=== Entries shown ===
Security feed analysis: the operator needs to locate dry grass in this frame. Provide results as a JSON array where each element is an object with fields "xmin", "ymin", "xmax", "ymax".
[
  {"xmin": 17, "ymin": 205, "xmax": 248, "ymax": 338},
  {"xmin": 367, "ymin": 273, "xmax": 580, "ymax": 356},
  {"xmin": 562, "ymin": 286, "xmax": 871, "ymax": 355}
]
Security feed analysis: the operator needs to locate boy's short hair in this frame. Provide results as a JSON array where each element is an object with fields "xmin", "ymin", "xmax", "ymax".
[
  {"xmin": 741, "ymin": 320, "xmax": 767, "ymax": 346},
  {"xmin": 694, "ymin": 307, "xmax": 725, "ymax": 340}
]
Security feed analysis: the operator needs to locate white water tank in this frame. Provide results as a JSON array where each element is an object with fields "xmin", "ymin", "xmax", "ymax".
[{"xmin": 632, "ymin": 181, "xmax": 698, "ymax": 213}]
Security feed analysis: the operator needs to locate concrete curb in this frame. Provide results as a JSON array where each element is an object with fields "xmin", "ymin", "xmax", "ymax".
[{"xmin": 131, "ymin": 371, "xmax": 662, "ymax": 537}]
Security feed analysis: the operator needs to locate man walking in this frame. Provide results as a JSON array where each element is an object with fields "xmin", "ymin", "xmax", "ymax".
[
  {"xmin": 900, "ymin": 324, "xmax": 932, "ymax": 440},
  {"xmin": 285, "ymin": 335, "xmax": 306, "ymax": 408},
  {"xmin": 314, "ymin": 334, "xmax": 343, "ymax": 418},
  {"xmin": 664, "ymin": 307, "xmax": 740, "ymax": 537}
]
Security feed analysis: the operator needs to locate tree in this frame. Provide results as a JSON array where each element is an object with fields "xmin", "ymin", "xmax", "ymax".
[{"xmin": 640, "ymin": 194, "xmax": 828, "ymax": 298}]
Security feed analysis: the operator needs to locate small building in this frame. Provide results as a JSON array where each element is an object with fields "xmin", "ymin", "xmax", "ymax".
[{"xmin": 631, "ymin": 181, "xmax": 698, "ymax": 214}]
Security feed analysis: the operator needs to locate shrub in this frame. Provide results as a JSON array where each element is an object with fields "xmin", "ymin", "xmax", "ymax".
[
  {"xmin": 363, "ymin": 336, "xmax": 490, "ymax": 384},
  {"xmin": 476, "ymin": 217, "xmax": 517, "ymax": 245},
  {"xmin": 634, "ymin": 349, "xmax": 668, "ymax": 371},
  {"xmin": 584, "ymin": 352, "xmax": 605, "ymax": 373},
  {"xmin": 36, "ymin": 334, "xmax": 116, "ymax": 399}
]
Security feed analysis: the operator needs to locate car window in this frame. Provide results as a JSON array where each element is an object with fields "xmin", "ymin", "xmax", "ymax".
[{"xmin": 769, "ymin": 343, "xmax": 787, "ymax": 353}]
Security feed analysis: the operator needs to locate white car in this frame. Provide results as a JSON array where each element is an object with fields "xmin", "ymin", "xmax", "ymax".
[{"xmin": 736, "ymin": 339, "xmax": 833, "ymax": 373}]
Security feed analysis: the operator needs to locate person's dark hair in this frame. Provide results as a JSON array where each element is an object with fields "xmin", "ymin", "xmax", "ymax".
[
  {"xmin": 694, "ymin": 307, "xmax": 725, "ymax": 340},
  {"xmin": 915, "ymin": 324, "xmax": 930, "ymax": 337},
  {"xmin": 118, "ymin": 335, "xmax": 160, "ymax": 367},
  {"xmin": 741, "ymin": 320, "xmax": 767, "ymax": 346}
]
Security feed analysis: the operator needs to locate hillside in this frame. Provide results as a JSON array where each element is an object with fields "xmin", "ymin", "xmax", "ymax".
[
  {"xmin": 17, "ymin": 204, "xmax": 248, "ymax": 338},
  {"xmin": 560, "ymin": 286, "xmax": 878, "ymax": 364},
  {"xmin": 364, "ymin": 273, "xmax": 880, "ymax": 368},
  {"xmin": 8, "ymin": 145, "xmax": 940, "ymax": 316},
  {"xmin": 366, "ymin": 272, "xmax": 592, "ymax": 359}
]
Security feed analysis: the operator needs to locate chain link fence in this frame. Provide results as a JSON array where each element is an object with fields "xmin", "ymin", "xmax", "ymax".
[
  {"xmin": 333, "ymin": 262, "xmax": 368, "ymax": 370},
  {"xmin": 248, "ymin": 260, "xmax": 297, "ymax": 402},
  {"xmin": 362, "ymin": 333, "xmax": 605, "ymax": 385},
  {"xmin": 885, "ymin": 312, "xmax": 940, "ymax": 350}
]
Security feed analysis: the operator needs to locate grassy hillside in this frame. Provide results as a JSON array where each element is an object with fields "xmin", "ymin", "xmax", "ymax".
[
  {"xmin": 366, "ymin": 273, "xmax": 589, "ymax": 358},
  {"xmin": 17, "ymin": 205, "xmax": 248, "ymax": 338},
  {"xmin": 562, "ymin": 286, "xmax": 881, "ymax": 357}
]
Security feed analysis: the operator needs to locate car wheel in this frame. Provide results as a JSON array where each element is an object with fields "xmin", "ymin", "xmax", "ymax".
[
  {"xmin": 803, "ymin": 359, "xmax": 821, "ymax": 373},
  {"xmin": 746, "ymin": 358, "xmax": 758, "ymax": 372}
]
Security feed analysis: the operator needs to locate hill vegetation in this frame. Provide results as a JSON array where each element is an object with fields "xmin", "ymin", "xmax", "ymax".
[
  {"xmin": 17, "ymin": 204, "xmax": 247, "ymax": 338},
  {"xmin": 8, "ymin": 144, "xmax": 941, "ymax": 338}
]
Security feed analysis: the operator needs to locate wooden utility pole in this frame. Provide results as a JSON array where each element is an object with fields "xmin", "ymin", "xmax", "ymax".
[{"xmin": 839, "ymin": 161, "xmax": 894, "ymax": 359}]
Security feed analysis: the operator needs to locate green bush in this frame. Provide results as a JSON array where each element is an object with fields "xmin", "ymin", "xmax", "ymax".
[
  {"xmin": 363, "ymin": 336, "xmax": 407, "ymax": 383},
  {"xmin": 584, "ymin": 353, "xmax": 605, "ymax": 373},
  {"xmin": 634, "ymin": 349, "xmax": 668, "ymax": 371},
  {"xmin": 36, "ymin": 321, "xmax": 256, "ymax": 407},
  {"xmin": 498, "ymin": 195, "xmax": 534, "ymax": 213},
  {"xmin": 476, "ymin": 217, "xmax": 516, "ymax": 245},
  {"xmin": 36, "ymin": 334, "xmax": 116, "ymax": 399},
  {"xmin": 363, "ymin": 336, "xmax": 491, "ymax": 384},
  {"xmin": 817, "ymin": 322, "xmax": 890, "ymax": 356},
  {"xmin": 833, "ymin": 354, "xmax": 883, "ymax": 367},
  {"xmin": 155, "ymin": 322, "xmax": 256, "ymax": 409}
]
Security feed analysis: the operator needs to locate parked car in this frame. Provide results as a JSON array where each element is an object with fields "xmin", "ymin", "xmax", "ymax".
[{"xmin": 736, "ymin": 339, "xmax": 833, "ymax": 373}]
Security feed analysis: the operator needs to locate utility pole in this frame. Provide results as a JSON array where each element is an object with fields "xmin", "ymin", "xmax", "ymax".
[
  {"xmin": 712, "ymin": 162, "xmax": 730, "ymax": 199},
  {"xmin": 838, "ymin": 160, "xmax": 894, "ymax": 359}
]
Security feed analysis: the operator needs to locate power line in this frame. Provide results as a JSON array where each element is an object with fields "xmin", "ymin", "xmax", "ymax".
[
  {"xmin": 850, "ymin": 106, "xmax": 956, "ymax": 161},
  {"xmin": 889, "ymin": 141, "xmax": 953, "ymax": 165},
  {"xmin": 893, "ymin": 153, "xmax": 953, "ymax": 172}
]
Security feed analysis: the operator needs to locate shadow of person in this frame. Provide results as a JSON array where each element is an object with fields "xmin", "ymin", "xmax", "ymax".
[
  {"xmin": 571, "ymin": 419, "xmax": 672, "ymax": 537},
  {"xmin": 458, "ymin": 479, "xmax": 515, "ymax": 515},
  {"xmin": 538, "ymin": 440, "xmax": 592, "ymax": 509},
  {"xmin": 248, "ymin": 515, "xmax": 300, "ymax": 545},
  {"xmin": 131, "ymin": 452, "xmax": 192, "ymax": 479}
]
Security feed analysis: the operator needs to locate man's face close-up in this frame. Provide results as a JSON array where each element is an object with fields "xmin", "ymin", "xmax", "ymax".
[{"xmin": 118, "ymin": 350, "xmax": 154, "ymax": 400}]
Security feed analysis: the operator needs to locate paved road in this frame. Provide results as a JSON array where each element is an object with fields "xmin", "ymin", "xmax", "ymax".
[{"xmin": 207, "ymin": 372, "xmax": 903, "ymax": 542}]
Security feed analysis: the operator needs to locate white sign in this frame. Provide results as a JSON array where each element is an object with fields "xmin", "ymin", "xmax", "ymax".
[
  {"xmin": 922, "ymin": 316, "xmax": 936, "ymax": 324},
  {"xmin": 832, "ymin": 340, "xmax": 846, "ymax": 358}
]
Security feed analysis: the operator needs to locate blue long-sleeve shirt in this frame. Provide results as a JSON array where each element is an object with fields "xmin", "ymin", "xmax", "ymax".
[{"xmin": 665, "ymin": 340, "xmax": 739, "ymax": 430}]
===
• Instructions to follow: Reproduce exactly the lines running from the one with "Security feed analysis: the operator needs to locate blue" to the last line of the listing above. Add nothing else.

• Response to this exercise:
Security feed analysis: the operator needs to locate blue long-sleeve shirt in this frame. Provide results as a JSON array where each element is an object with fields "xmin", "ymin", "xmax", "ymax".
[{"xmin": 665, "ymin": 340, "xmax": 739, "ymax": 430}]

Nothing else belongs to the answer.